## What this task involves
Copy the items below word for word, from the line containing "form [49, 123]." through the end of the items, both ends included. Omit the pictures.
***
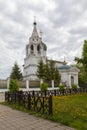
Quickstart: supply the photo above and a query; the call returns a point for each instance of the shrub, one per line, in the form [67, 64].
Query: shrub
[62, 87]
[74, 86]
[13, 87]
[43, 87]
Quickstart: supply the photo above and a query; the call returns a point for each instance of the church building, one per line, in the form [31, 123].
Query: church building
[35, 51]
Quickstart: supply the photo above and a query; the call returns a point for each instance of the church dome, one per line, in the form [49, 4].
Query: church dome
[66, 67]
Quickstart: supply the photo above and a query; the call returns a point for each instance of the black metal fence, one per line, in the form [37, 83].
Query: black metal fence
[40, 104]
[57, 92]
[38, 101]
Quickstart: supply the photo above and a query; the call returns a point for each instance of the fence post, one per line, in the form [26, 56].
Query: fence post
[50, 104]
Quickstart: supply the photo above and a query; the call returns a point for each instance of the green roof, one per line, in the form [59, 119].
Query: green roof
[64, 67]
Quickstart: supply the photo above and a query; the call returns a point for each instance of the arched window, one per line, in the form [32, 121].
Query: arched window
[38, 48]
[32, 49]
[72, 79]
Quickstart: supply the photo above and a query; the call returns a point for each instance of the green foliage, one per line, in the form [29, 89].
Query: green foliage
[16, 73]
[40, 70]
[82, 64]
[13, 87]
[74, 86]
[48, 71]
[43, 87]
[62, 87]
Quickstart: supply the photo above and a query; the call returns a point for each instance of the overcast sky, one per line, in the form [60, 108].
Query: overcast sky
[63, 23]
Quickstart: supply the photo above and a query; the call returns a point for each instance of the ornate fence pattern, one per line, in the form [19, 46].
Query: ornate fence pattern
[39, 104]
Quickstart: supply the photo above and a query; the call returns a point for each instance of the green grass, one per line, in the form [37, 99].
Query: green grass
[68, 110]
[71, 110]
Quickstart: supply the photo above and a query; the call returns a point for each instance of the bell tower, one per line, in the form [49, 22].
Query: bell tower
[35, 51]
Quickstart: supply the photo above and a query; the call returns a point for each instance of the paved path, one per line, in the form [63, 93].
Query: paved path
[16, 120]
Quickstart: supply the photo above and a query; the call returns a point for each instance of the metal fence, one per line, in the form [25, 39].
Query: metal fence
[40, 104]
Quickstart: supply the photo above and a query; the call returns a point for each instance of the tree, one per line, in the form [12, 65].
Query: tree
[40, 70]
[48, 71]
[13, 87]
[16, 73]
[82, 64]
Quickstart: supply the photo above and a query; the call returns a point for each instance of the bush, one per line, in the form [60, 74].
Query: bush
[74, 86]
[62, 87]
[13, 87]
[43, 87]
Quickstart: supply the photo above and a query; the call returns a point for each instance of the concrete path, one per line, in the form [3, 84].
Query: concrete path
[16, 120]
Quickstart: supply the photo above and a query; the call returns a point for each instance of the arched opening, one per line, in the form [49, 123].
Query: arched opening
[72, 80]
[32, 49]
[38, 49]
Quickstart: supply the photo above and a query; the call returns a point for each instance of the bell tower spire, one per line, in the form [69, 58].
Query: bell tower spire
[34, 33]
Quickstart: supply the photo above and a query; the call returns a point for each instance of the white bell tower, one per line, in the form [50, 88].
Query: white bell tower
[35, 51]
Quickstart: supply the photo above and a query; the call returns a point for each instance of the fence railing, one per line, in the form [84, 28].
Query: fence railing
[57, 92]
[40, 104]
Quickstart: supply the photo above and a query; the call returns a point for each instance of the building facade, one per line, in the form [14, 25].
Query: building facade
[36, 51]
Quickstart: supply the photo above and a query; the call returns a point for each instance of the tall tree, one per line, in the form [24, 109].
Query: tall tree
[48, 71]
[16, 72]
[82, 64]
[40, 70]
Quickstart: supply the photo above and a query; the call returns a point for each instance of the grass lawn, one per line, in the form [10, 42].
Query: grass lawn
[71, 110]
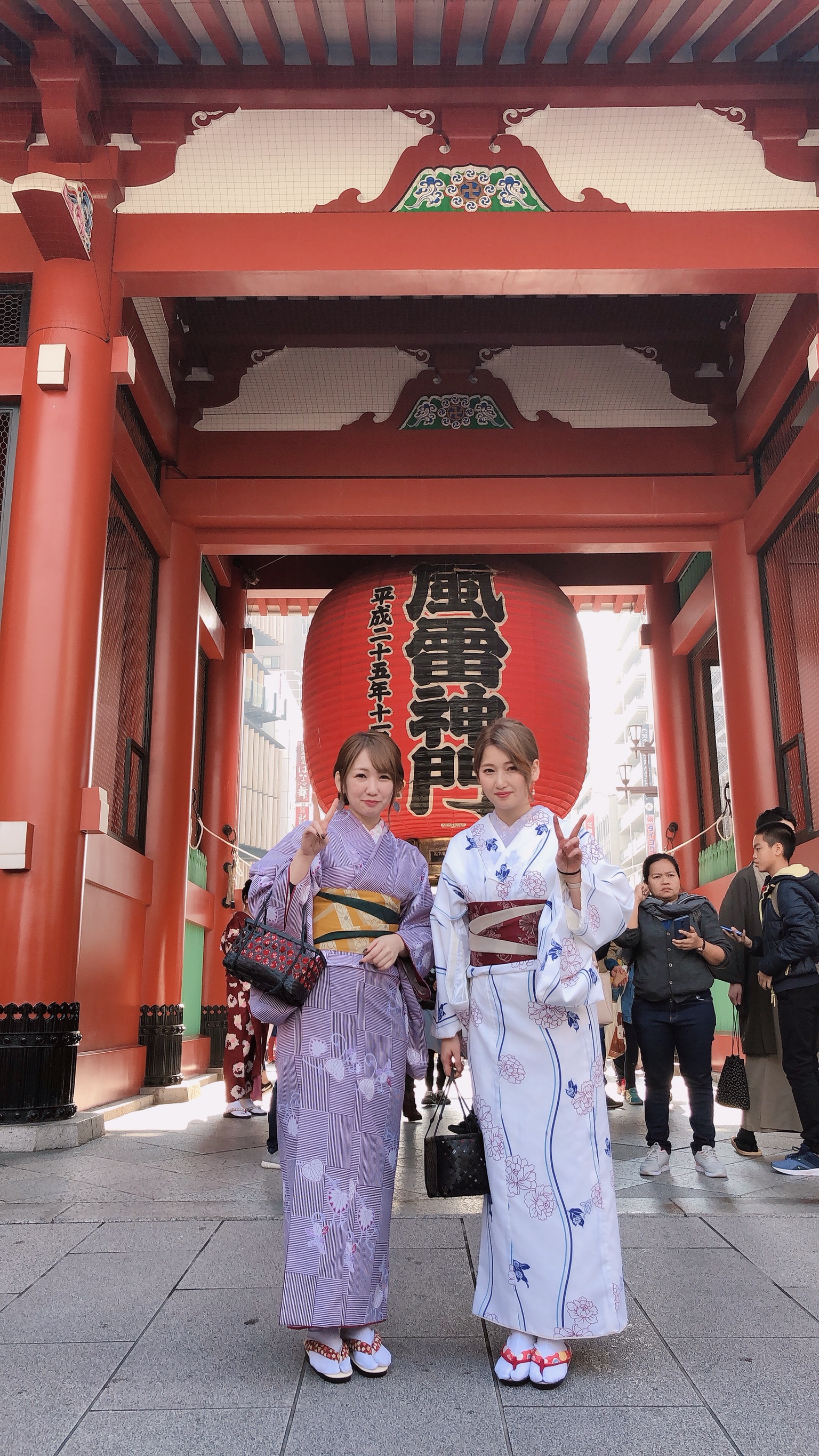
***
## Solution to this task
Quickstart: supply the photo above and a query; the call returns a point for each instance of the arched opening, one per line, in the form [49, 123].
Query: arched opening
[72, 80]
[32, 49]
[38, 49]
Quickstart: supply the photo above and a query; the call returns a point for each instance of the bell tower spire, one per line, in the form [69, 58].
Query: bell tower spire
[34, 33]
Quickstart: supply the photo above and a query; the call returns a point for each instance of the white bell tower, one per line, in the form [50, 88].
Query: white bell tower
[35, 51]
Quickstart: supply the photo above and a query; the call returns a point for each instance of the fence railing, one per line, in the form [84, 28].
Query: fence railing
[57, 92]
[40, 104]
Quickstart: supply the photo above and a query; the call returns a point for each instance of the building facade, one per line, in the form [14, 25].
Query: building facade
[36, 51]
Quickstart: supply the photo above and a query; the call returns a point for each instance of the tall tree, one per line, in the form [24, 109].
Query: tall tree
[48, 71]
[16, 72]
[82, 64]
[40, 70]
Quickstart: supply the photo above and a query; the call returns a point for each instance of the grass lawn, one per line, in the form [10, 42].
Query: grass lawn
[71, 110]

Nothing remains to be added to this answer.